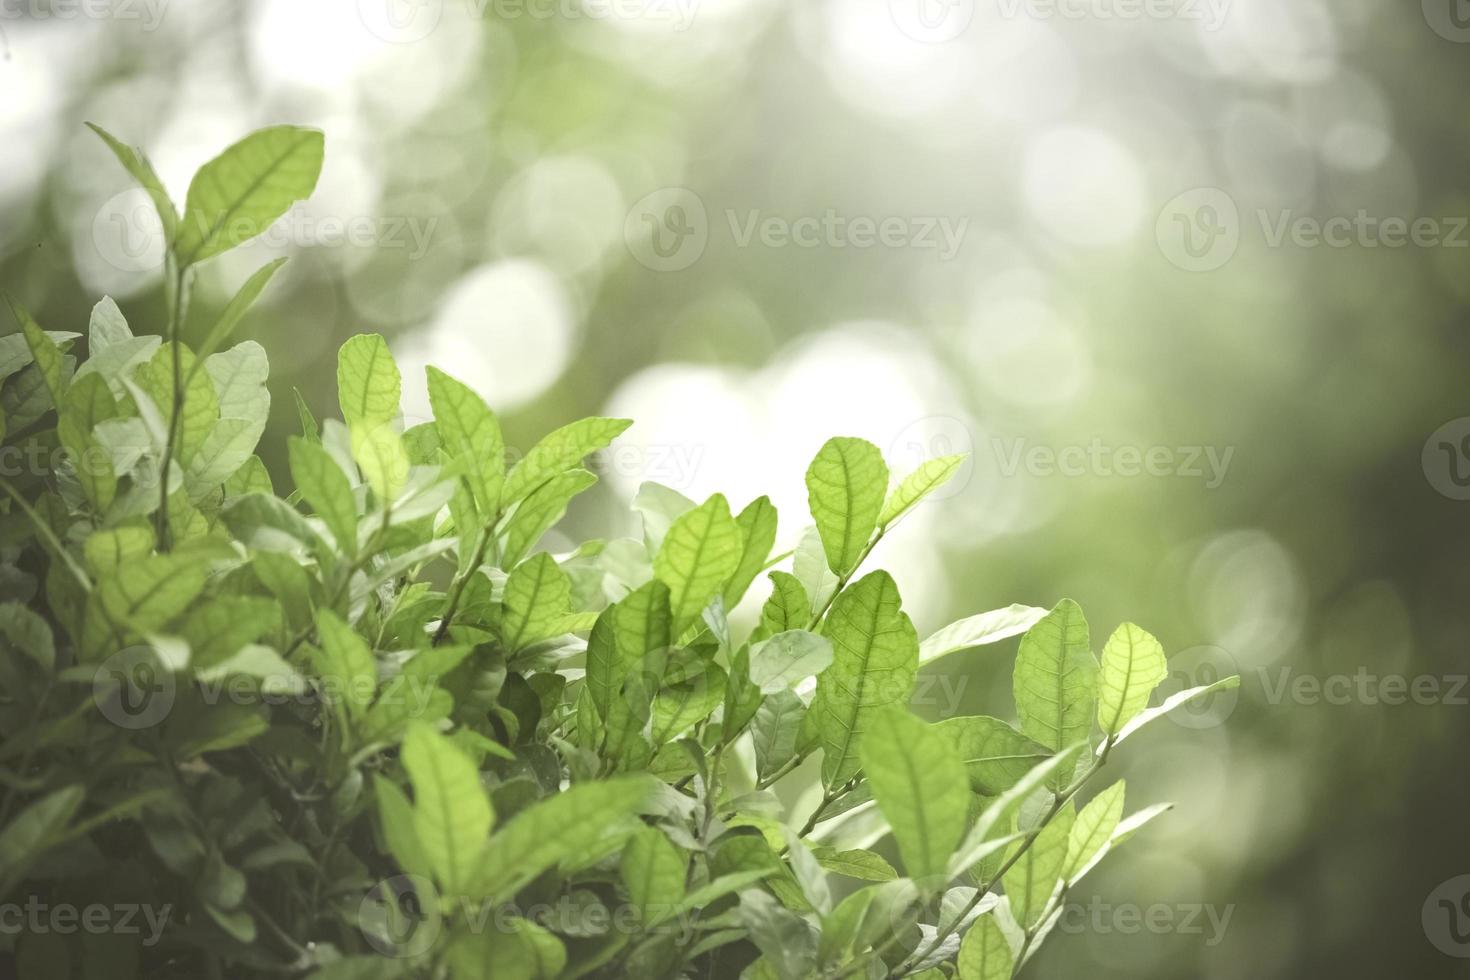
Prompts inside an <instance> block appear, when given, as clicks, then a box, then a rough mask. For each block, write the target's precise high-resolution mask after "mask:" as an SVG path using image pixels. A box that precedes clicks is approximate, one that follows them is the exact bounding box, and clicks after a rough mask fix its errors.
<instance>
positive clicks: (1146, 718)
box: [1098, 674, 1241, 751]
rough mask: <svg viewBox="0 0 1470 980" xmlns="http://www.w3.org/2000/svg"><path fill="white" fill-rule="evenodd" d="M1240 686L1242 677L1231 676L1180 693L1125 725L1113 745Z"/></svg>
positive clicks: (1116, 743)
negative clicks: (1185, 708)
mask: <svg viewBox="0 0 1470 980" xmlns="http://www.w3.org/2000/svg"><path fill="white" fill-rule="evenodd" d="M1239 686H1241V676H1239V674H1230V676H1229V677H1222V679H1220V680H1216V682H1214V683H1211V685H1201V686H1198V688H1189V689H1188V691H1180V692H1179V693H1176V695H1173V696H1170V698H1169V699H1166V701H1164V702H1163V704H1160V705H1157V707H1154V708H1148V710H1145V711H1141V713H1138V714H1136V716H1135V717H1133V720H1132V721H1129V723H1127V724H1125V726H1123V730H1122V732H1119V733H1117V738H1116V739H1113V745H1117V743H1119V742H1122V741H1123V739H1126V738H1129V736H1130V735H1133V733H1135V732H1138V730H1139V729H1142V727H1144V726H1145V724H1151V723H1152V721H1157V720H1158V718H1161V717H1164V716H1166V714H1169V713H1170V711H1173V710H1175V708H1180V707H1183V705H1186V704H1189V702H1191V701H1194V699H1195V698H1205V696H1208V695H1211V693H1216V692H1220V691H1233V689H1235V688H1239ZM1103 748H1104V746H1101V745H1100V746H1098V751H1101V749H1103Z"/></svg>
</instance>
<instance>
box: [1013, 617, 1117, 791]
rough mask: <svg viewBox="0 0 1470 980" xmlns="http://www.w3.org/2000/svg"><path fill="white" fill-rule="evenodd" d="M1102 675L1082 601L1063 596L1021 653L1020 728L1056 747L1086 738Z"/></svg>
mask: <svg viewBox="0 0 1470 980" xmlns="http://www.w3.org/2000/svg"><path fill="white" fill-rule="evenodd" d="M1097 674H1098V667H1097V661H1095V660H1094V658H1092V649H1091V646H1089V645H1088V621H1086V619H1083V616H1082V610H1080V608H1079V607H1078V604H1076V602H1073V601H1072V599H1061V601H1060V602H1057V607H1055V608H1053V610H1051V611H1050V613H1048V614H1047V616H1045V617H1042V619H1041V621H1038V623H1036V624H1035V626H1032V627H1030V629H1029V630H1028V632H1026V635H1025V636H1023V638H1022V641H1020V651H1019V652H1017V654H1016V673H1014V676H1013V686H1014V692H1016V711H1017V714H1019V716H1020V730H1022V732H1023V733H1026V735H1028V736H1030V738H1032V739H1035V741H1036V742H1039V743H1042V745H1045V746H1047V748H1050V749H1053V751H1055V749H1060V748H1063V746H1066V745H1072V743H1075V742H1082V741H1086V738H1088V735H1089V733H1091V732H1092V714H1094V707H1092V705H1094V698H1095V693H1097ZM1066 776H1067V774H1064V773H1063V774H1058V779H1061V780H1064V779H1066ZM1054 788H1055V786H1054Z"/></svg>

Work item: Copy the material again, from its start through the line that holds "positive clicks: (1116, 743)", inclusive, with "rough mask" changed to "coarse mask" and everything else kept the same. Leave the pictures out.

Exercise result:
Prompts inside an <instance> block appear, when given, as clicks, then a box, then a coarse mask. For each block, write the target's precise high-resolution mask after "mask:" as an SVG path using image pixels. A box that precedes clicks is approximate, one that follows them is the exact bounding box, and clicks after a coarse mask fix its errors.
<instance>
positive clicks: (1146, 718)
box: [1098, 674, 1241, 751]
coarse mask: <svg viewBox="0 0 1470 980" xmlns="http://www.w3.org/2000/svg"><path fill="white" fill-rule="evenodd" d="M1240 686L1242 677L1231 676L1180 693L1125 725L1113 745Z"/></svg>
positive clicks: (1116, 743)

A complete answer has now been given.